[Opening DATA EXTRACTS section]
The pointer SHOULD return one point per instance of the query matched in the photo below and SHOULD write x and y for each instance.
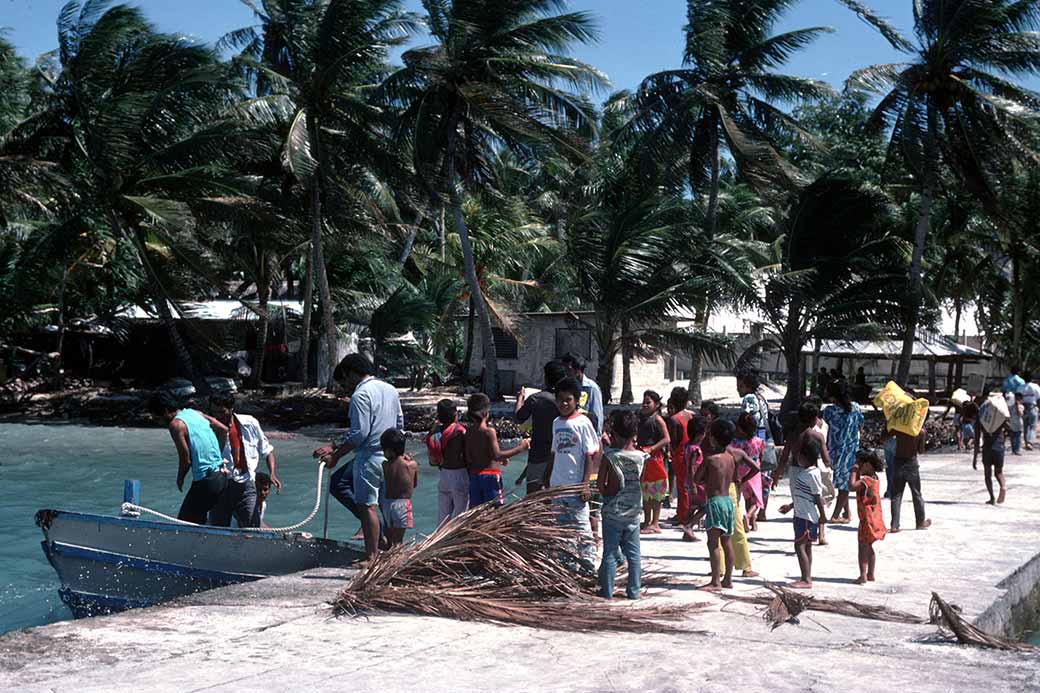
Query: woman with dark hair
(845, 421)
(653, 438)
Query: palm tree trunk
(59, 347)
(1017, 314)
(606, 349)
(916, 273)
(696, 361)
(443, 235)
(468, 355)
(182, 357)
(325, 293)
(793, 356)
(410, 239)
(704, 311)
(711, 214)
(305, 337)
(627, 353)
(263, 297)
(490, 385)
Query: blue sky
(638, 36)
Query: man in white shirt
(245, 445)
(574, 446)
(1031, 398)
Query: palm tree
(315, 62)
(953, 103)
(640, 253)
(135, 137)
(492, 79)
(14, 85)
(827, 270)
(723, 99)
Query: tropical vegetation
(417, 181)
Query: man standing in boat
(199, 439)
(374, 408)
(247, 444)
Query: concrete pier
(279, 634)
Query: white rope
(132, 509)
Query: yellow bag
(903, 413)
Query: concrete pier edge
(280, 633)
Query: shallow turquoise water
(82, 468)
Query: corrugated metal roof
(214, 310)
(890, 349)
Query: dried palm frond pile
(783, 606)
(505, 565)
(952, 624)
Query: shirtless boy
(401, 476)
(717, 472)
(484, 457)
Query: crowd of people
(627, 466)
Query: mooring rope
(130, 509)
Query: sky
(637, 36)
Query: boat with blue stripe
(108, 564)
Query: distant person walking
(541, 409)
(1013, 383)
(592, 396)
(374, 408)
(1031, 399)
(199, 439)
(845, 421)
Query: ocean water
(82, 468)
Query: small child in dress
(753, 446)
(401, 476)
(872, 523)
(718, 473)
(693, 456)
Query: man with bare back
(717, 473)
[Closing DATA EXTRACTS section]
[Opening DATA EXTRACTS section]
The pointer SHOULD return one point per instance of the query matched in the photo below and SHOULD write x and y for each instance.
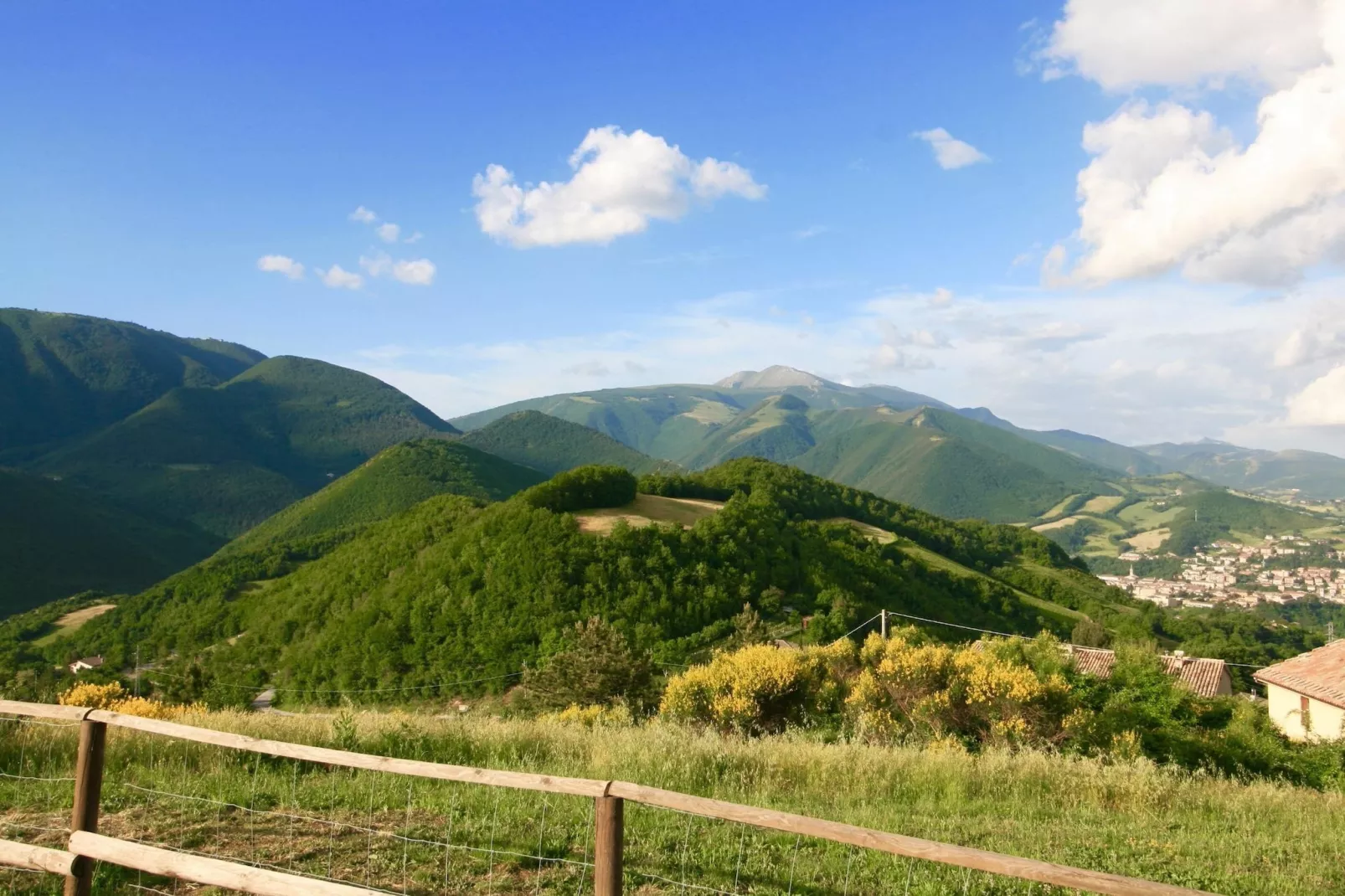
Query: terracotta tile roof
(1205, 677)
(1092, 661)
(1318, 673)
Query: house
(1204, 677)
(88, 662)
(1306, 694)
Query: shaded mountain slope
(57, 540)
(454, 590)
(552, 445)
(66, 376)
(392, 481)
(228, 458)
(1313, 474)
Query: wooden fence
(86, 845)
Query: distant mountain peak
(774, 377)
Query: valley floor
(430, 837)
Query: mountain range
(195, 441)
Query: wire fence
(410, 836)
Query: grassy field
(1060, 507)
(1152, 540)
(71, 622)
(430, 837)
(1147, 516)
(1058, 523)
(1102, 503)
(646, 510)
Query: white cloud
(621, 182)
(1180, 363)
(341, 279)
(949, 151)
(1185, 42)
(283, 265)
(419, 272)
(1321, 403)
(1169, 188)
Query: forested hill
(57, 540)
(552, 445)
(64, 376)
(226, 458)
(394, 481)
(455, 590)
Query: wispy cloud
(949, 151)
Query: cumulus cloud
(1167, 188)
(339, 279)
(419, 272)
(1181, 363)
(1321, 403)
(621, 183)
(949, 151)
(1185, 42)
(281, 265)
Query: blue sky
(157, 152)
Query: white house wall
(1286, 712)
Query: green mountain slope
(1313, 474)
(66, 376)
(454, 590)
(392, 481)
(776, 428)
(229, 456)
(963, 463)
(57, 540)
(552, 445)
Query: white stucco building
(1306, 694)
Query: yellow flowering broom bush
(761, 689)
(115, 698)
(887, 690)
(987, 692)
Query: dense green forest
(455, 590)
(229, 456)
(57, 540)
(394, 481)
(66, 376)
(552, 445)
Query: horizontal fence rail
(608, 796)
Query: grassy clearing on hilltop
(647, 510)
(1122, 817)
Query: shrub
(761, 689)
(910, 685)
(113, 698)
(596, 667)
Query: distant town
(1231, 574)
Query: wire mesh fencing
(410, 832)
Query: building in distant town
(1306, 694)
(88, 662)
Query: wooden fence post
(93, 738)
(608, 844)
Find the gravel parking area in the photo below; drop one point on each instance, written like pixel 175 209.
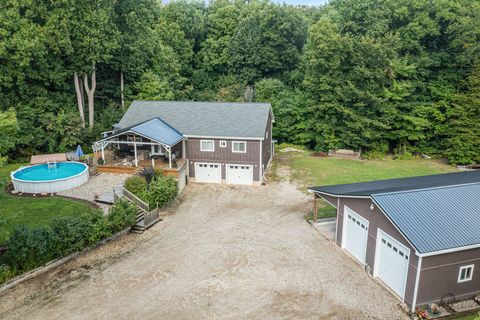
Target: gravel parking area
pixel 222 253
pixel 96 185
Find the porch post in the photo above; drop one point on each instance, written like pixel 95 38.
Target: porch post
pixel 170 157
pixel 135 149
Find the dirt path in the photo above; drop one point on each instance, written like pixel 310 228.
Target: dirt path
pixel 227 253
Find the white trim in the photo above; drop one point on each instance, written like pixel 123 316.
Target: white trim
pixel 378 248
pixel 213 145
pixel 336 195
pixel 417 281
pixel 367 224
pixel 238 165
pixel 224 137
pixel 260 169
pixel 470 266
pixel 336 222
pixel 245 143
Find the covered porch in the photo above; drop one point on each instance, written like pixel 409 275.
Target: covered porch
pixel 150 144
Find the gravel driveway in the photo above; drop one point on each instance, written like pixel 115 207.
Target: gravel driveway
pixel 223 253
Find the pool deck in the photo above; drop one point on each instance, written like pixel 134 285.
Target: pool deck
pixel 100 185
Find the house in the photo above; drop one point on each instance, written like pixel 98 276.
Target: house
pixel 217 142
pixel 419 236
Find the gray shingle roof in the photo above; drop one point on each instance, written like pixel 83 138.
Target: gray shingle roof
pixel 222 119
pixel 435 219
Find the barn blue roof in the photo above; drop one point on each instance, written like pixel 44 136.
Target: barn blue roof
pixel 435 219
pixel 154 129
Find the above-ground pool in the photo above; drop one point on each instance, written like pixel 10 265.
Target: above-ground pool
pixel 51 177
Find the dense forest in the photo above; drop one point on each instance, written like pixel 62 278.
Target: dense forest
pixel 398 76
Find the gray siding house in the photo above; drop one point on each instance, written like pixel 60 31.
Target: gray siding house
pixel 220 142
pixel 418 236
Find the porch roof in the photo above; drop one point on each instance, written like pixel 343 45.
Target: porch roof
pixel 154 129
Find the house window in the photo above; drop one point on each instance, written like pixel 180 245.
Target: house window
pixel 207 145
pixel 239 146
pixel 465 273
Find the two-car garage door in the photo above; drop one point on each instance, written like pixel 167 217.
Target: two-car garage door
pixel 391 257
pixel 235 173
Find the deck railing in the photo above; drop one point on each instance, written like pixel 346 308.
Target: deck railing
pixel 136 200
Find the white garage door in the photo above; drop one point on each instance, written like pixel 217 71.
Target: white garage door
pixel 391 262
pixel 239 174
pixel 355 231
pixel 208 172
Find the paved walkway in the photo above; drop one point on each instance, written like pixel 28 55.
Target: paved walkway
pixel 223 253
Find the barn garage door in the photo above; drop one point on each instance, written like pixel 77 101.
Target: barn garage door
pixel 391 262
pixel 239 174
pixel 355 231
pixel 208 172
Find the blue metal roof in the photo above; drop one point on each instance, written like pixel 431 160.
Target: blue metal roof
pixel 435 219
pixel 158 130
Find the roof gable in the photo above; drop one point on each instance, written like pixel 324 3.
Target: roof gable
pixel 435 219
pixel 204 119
[Closing DATA EXTRACTS section]
[Opening DATA EXTRACTS section]
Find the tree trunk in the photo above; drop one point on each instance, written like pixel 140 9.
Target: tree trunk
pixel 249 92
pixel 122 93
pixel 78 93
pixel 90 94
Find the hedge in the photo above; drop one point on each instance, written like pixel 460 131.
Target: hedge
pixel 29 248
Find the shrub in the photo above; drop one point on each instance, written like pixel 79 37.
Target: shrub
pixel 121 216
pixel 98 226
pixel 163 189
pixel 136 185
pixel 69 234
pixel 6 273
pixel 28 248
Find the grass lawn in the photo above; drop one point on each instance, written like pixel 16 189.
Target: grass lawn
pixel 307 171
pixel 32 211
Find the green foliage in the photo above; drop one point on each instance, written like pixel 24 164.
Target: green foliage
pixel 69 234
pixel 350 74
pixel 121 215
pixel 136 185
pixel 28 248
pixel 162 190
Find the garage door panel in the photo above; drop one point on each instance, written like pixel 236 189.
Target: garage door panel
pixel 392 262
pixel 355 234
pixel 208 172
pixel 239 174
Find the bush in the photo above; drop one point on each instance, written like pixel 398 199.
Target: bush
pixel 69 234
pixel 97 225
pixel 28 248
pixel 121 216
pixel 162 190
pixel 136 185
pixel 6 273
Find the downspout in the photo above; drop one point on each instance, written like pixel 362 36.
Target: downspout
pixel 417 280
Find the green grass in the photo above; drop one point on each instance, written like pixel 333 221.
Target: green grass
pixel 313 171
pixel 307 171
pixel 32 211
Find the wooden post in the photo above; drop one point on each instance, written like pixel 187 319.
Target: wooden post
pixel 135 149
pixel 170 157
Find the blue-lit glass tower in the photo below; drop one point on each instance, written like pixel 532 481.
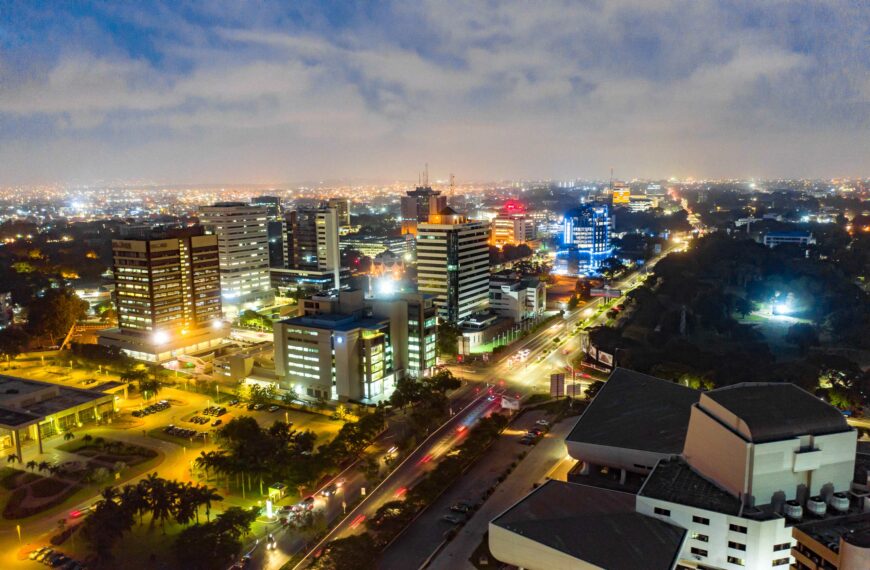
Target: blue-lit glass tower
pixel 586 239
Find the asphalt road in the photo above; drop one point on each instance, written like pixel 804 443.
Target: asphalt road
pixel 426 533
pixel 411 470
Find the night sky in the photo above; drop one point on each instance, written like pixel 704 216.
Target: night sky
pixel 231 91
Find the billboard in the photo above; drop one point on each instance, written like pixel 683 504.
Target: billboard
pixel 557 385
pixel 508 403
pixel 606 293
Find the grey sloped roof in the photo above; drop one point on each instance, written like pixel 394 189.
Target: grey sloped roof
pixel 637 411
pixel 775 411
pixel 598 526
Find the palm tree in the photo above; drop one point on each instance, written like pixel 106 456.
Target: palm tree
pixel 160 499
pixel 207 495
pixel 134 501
[Closing DATA EXTRACTS section]
#### TASK STATEMENT:
The range runs from the line with "Find the garage" up to and including the line with "Find the bush" in the listing above; please write out exactly those lines and nothing more.

#### WRITTEN SOLUTION:
Find the garage door panel in the photo above; drop one point on each instance, written like pixel 236 189.
Target: garage door panel
pixel 392 262
pixel 355 234
pixel 208 172
pixel 239 174
Find the bush in the photo above; drop one point on each instance, written like pixel 398 199.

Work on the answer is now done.